**SHORT EXERCISE**
Reproduce the material from the line containing "If you could pin the car windshield" through the end of the material, requests included, multiplying each point coordinate in the answers by 1.3 and rounding to the nearest whole number (halves up) while leaving the numbers in the requests and their format samples unchanged. Give only these lines.

**DATA SUPPLIED**
================================

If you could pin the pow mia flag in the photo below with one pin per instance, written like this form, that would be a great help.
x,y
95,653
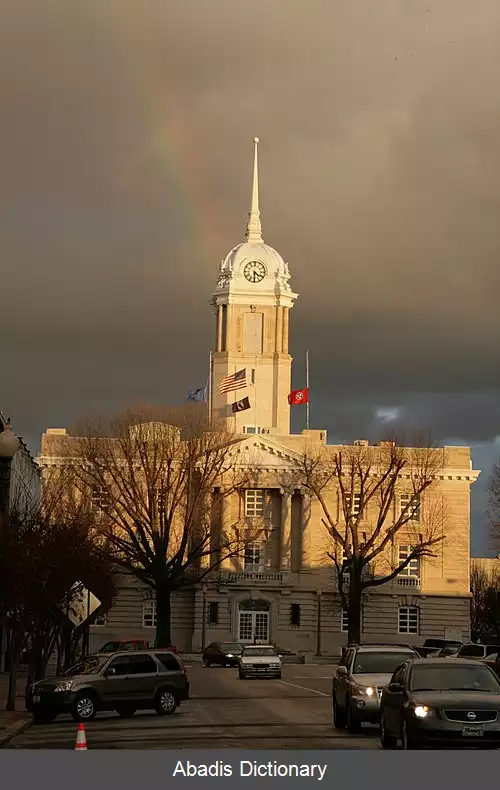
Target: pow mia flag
x,y
240,405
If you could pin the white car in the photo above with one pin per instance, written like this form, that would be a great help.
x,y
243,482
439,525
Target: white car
x,y
259,661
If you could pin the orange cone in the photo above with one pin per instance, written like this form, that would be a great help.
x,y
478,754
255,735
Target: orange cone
x,y
81,739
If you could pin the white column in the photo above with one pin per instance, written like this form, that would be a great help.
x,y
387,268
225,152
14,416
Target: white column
x,y
286,531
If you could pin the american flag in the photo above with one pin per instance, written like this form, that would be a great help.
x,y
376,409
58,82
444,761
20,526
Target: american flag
x,y
237,381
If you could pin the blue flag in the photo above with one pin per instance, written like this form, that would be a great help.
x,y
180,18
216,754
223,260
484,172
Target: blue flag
x,y
199,395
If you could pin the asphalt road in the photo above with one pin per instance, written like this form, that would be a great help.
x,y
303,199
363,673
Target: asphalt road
x,y
224,713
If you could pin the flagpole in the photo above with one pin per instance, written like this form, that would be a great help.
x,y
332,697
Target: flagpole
x,y
210,392
307,386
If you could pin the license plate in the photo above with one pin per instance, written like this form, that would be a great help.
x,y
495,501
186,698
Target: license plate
x,y
473,730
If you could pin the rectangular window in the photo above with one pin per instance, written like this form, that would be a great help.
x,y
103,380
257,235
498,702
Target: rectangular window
x,y
412,502
412,570
224,328
353,505
149,614
254,502
254,558
344,621
253,324
142,665
213,613
99,498
408,620
169,662
295,614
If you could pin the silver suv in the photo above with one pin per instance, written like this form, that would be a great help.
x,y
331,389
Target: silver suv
x,y
124,682
361,675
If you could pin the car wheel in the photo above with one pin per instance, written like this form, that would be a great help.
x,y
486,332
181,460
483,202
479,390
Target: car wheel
x,y
387,740
125,711
353,725
165,703
44,717
338,716
84,708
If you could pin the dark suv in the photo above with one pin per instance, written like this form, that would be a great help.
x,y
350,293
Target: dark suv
x,y
124,682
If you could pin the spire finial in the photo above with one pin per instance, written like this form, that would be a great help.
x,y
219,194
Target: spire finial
x,y
254,228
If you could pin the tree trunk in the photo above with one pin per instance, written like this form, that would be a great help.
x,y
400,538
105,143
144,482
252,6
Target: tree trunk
x,y
354,608
163,637
14,653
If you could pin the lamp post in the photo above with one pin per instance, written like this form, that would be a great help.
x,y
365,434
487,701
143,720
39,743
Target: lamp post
x,y
9,445
318,626
204,617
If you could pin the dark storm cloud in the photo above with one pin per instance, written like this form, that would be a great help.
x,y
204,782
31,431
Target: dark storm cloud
x,y
125,158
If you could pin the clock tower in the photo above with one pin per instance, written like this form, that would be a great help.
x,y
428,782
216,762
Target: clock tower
x,y
252,304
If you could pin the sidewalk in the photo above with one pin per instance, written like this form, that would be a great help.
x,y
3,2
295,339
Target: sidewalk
x,y
12,722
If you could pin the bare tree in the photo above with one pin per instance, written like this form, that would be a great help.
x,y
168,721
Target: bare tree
x,y
368,495
43,554
157,482
485,604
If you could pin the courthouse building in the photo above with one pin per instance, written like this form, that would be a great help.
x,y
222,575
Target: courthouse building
x,y
281,589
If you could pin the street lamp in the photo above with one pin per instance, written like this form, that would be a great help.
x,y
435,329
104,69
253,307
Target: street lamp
x,y
204,617
9,445
318,627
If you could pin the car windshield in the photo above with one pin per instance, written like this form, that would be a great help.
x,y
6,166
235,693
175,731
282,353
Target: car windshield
x,y
259,651
88,666
453,678
449,650
379,663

================================

**EXERCISE ANSWER**
If you could pin the car windshield in the photo above with one pin per instance, written like this form, that would be a great help.
x,y
6,166
235,693
175,731
282,353
Target: car windshield
x,y
337,846
114,866
589,881
584,845
493,862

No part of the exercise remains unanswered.